**AIM OF THE EXERCISE**:
Everything from the line that holds "Expected: a point inside each instance of the bronze" through the end of the data below should be output exactly, both ends included.

**PROVIDED INFORMATION**:
-- Begin --
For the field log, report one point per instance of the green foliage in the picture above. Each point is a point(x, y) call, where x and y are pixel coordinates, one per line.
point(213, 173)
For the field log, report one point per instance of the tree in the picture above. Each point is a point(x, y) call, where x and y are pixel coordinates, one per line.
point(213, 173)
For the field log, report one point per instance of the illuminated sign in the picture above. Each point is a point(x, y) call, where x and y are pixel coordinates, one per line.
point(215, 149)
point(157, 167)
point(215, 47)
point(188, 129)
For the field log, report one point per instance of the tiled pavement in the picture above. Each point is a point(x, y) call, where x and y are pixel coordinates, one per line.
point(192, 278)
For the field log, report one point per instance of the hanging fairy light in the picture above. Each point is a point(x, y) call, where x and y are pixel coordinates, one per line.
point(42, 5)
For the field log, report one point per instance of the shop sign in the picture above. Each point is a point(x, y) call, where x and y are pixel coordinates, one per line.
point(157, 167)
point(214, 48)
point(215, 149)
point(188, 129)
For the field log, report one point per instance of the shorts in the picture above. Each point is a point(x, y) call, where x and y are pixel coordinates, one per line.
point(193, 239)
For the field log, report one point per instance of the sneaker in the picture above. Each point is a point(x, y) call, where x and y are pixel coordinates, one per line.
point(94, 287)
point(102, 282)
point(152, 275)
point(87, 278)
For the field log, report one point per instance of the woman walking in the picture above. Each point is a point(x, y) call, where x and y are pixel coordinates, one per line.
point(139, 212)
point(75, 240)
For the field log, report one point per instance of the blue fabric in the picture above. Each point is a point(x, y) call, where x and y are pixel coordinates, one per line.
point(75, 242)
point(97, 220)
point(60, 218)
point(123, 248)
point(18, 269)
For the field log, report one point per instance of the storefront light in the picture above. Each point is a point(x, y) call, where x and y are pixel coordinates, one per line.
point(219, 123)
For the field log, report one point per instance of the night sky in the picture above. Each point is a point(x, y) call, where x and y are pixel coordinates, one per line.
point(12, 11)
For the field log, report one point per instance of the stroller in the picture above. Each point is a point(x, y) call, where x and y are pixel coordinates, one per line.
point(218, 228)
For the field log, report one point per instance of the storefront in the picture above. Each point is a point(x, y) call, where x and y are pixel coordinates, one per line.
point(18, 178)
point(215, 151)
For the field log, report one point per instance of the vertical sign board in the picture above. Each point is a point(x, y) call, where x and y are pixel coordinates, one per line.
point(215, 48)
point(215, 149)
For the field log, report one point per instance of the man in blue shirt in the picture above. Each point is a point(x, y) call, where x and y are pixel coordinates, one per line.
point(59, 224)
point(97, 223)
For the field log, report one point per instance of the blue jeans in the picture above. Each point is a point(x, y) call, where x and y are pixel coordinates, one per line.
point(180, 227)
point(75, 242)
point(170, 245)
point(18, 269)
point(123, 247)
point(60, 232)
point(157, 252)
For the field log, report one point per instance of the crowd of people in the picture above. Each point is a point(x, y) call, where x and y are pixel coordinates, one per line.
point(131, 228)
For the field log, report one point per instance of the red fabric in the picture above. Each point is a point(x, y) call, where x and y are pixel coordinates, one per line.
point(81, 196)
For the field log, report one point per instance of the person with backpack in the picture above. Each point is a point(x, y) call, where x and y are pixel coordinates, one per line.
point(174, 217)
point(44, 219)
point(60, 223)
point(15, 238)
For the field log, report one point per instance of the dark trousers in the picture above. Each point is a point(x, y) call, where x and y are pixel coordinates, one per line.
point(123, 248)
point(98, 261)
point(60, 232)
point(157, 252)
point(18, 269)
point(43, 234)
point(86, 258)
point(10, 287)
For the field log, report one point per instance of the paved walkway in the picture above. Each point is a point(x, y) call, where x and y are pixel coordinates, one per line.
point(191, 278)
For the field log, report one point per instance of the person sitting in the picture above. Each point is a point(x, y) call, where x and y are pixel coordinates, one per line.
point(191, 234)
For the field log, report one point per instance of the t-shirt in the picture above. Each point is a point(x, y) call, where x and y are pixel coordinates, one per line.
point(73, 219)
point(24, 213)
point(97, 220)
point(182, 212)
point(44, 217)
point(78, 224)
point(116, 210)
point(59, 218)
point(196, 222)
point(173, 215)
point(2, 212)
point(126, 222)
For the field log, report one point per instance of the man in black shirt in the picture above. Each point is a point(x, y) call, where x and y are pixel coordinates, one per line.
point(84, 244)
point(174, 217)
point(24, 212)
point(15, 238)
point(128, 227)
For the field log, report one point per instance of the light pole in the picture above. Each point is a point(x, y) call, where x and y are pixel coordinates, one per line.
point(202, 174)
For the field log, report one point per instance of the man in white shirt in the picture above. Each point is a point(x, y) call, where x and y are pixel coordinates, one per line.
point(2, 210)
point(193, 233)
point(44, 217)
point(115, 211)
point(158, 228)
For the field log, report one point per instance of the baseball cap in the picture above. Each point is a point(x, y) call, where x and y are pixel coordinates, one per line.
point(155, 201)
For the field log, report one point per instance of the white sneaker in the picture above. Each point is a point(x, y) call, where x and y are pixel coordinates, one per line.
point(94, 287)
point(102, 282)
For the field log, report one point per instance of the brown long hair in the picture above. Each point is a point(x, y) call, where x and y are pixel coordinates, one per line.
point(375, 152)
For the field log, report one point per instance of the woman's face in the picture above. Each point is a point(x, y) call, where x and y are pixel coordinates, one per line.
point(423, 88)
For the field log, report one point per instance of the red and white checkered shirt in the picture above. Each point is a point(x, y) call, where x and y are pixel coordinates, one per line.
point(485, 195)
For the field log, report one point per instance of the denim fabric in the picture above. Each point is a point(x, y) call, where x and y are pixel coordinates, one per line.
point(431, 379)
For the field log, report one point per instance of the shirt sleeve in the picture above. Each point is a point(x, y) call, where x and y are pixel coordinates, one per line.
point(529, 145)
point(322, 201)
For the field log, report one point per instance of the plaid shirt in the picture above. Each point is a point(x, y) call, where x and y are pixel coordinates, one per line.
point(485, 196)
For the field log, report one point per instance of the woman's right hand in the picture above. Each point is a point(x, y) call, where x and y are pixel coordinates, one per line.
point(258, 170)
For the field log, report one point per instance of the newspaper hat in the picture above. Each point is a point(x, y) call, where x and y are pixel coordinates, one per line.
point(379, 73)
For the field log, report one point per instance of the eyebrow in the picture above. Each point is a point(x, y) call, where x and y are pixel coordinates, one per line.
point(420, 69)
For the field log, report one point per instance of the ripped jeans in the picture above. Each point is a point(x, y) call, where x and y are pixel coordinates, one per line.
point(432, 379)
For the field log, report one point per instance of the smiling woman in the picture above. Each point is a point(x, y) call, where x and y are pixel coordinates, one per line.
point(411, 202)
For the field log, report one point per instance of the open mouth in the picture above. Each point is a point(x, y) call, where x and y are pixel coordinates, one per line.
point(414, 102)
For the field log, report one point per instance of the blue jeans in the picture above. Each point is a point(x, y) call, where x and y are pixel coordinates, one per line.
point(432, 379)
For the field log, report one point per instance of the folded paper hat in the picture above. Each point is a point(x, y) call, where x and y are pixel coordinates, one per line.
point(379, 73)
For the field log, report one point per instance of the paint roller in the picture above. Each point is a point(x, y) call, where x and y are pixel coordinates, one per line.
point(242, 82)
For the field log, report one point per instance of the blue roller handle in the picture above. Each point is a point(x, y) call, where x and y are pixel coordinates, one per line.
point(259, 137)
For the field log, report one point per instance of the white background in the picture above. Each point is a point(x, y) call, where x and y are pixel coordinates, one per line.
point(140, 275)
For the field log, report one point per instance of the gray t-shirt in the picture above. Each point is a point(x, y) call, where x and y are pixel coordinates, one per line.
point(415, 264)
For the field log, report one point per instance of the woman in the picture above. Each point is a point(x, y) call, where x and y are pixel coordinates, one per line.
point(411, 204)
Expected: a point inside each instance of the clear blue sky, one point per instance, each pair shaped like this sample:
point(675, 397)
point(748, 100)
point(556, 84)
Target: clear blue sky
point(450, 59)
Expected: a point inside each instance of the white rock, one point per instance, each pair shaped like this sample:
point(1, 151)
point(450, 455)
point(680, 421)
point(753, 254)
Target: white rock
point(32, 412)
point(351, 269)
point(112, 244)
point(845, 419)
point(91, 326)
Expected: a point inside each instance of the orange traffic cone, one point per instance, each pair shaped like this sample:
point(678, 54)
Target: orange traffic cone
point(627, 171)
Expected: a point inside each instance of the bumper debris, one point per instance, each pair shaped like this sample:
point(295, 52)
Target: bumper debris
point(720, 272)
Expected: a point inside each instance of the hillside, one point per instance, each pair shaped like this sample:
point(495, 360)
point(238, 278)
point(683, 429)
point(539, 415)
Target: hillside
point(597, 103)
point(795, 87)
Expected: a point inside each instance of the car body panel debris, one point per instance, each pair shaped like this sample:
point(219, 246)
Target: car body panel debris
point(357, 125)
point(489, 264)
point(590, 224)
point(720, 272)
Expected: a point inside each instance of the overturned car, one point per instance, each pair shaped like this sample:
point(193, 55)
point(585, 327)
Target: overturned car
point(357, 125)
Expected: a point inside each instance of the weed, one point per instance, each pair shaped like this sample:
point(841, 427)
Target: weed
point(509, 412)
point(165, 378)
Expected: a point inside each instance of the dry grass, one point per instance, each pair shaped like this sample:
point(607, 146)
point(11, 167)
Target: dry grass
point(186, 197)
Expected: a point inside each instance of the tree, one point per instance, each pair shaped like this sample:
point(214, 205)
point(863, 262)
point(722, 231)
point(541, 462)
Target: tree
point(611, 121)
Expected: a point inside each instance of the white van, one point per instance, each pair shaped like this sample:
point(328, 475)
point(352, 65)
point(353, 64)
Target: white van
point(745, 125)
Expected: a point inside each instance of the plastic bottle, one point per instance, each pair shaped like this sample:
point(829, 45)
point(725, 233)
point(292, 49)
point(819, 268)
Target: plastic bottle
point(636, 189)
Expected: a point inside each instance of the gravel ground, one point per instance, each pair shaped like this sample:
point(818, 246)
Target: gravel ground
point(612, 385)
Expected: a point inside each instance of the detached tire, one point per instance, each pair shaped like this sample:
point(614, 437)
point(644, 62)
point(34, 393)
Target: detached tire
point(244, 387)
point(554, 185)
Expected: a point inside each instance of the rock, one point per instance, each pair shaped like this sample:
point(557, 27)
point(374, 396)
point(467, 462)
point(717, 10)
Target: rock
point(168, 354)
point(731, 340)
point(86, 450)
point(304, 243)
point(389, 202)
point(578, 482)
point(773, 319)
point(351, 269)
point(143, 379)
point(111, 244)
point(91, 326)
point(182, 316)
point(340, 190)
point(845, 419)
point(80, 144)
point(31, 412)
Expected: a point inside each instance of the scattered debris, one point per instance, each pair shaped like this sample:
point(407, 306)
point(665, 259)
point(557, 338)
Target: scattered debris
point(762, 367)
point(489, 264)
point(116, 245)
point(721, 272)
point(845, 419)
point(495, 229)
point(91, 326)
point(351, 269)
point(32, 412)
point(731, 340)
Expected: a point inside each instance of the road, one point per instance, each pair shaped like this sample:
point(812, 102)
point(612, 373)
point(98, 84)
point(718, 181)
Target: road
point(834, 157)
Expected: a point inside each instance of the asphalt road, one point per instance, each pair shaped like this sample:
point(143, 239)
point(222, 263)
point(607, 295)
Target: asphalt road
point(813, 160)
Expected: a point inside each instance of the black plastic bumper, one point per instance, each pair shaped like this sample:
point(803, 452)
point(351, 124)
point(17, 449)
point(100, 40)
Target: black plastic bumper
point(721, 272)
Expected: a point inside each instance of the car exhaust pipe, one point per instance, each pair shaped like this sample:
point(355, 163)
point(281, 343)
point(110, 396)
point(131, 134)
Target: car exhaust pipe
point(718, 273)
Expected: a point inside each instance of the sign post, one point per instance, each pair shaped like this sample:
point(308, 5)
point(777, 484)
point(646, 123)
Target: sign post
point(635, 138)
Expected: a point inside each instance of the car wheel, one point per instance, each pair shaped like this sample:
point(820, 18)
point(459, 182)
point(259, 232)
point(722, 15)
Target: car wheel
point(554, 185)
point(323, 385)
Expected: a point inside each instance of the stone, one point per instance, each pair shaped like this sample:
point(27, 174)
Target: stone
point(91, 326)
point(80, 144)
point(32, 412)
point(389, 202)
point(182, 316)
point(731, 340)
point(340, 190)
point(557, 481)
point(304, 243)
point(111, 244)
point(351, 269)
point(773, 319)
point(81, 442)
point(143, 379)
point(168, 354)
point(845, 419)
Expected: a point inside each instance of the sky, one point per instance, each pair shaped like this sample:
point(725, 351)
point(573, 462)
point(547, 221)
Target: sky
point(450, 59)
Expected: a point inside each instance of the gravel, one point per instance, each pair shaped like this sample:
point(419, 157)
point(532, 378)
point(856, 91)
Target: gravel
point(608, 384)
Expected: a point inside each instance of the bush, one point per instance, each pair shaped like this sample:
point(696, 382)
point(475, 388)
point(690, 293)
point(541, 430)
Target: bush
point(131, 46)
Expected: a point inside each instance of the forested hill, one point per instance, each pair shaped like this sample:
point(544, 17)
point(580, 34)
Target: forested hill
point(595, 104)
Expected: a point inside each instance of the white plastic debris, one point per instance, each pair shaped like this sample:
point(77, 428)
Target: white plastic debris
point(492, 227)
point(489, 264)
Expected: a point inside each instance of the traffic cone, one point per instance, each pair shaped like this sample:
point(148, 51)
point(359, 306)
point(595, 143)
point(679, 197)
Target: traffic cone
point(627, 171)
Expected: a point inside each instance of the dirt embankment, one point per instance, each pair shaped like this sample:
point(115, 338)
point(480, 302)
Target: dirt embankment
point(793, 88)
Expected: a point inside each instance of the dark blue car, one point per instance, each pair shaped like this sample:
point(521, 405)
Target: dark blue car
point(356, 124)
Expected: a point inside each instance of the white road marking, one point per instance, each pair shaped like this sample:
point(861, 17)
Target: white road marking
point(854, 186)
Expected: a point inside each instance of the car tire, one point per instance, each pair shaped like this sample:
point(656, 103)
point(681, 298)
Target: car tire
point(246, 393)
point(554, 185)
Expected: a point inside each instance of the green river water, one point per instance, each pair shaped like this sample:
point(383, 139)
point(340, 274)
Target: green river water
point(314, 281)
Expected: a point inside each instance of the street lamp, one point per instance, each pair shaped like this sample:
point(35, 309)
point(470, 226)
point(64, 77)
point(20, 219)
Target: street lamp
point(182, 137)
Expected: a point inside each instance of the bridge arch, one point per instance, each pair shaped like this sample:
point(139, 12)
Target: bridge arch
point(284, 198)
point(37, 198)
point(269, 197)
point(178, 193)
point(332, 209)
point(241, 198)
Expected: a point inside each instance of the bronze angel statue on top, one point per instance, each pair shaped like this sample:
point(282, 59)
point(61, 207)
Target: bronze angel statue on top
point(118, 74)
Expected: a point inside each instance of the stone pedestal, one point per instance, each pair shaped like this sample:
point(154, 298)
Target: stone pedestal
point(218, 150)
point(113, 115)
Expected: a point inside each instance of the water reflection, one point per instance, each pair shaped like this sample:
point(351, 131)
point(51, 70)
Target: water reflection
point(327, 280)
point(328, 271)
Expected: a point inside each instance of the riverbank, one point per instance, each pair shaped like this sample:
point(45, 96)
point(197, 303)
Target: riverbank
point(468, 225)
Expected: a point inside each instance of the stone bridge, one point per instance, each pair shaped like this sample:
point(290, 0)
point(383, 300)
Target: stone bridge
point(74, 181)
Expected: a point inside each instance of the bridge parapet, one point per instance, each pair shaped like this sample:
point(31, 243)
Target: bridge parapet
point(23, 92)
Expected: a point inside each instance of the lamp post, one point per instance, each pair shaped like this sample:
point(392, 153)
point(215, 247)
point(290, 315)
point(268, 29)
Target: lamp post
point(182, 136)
-- End --
**RESPONSE FOR THIS EXERCISE**:
Expected: a point inside each instance of the bronze angel statue on top, one point per instance, each pair shaped like this sample:
point(282, 59)
point(61, 207)
Target: bronze angel statue on top
point(118, 74)
Expected: a point inside each instance of the stone pedestal, one point per instance, each pair shaped like this sample:
point(154, 298)
Target: stone pedestal
point(218, 150)
point(113, 115)
Expected: a point inside each instance of the water reflection, one point per instance, each pair shaped like this sample:
point(351, 131)
point(51, 70)
Target: water reflection
point(327, 280)
point(328, 271)
Expected: a point inside each instance of the riverbank, one point per instance, each pair shaped like this sample:
point(45, 96)
point(197, 303)
Target: riverbank
point(468, 225)
Expected: a point inside each instance of the stone bridge, one point per instance, each pair shaped like this sample:
point(290, 0)
point(383, 300)
Target: stone bridge
point(74, 181)
Expected: a point inside each instance of the bridge parapet, one point per instance, each pair shaped like this sample:
point(31, 243)
Target: bridge parapet
point(23, 92)
Expected: a point inside each instance of the lamp post, one point per instance, each pair shaped like this sample:
point(392, 153)
point(215, 247)
point(290, 315)
point(268, 29)
Target: lamp post
point(182, 136)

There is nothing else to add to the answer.